Please repeat the exam solutions text word for word, everything from "There's two things" down to "to establish that.".

--- START TEXT SECTION ---

SolutionsMultiple choice
1 - B
2 - C
3 - D
4 - C
5 - A
6 - A
7 - D
8 - B
9 - B
10 - C
Question 16
Part b)
There's two things I wanna say about this question.
1) It's INCREDIBLY easy to get lost in the diagram. When dealing with too many triangles all in the one go, try to not look at the diagram in its entirety. Instead, either use highlighters, or focus on two or three triangles at a time. Also, see if there's anything hidden that's obvious. I totally forgot about the parallel lines, so it took me ages to realise there were parallelograms I could use.
2) With the second part, that bit of backtracking wasn't immediately obvious either. The intuition behind the problem was that the ratio \( \frac{1}{\sqrt2} \) actually was appearing
everywhere. It's just that we had to use similar triangles to establish that.

--- END TEXT SECTION ---
--- START DATA LINES ---

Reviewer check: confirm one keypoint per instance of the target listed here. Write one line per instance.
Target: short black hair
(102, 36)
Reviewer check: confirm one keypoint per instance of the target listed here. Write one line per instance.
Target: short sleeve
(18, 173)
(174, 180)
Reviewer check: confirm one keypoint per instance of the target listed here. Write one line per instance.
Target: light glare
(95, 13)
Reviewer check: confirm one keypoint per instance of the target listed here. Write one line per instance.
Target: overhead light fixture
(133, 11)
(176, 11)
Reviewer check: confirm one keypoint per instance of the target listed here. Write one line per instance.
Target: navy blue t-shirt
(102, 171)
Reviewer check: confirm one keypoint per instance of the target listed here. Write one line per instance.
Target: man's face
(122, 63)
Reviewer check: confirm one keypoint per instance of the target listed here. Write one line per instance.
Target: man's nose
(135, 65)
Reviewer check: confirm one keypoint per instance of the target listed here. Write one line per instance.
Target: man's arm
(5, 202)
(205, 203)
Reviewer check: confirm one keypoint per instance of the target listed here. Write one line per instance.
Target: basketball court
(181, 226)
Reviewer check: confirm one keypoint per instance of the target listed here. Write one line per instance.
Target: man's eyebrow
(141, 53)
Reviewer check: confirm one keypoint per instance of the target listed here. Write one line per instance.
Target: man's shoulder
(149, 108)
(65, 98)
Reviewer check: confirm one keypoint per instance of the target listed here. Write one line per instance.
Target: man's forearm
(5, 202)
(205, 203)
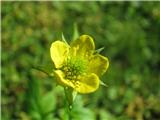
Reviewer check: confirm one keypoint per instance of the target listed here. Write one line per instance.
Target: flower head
(78, 66)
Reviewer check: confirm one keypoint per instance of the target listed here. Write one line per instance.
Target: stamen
(73, 68)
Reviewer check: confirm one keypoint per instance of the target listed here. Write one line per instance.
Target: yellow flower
(78, 65)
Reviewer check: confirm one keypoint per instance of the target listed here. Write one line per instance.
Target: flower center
(73, 68)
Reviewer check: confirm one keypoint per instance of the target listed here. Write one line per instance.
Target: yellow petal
(59, 52)
(83, 46)
(60, 79)
(87, 84)
(98, 64)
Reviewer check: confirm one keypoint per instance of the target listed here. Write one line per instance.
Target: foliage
(129, 33)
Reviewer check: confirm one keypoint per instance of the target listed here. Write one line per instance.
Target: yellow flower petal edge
(88, 84)
(98, 64)
(83, 46)
(59, 52)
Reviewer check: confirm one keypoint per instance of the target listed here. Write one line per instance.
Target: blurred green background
(130, 33)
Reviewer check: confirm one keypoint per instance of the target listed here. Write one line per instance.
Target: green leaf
(75, 32)
(99, 50)
(48, 103)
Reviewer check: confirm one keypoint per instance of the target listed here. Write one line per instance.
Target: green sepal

--- END DATA LINES ---

> THE OUTPUT:
There's two things I wanna say about this question.
1) It's INCREDIBLY easy to get lost in the diagram. When dealing with too many triangles all in the one go, try to not look at the diagram in its entirety. Instead, either use highlighters, or focus on two or three triangles at a time. Also, see if there's anything hidden that's obvious. I totally forgot about the parallel lines, so it took me ages to realise there were parallelograms I could use.
2) With the second part, that bit of backtracking wasn't immediately obvious either. The intuition behind the problem was that the ratio \( \frac{1}{\sqrt2} \) actually was appearing
everywhere. It's just that we had to use similar triangles to establish that.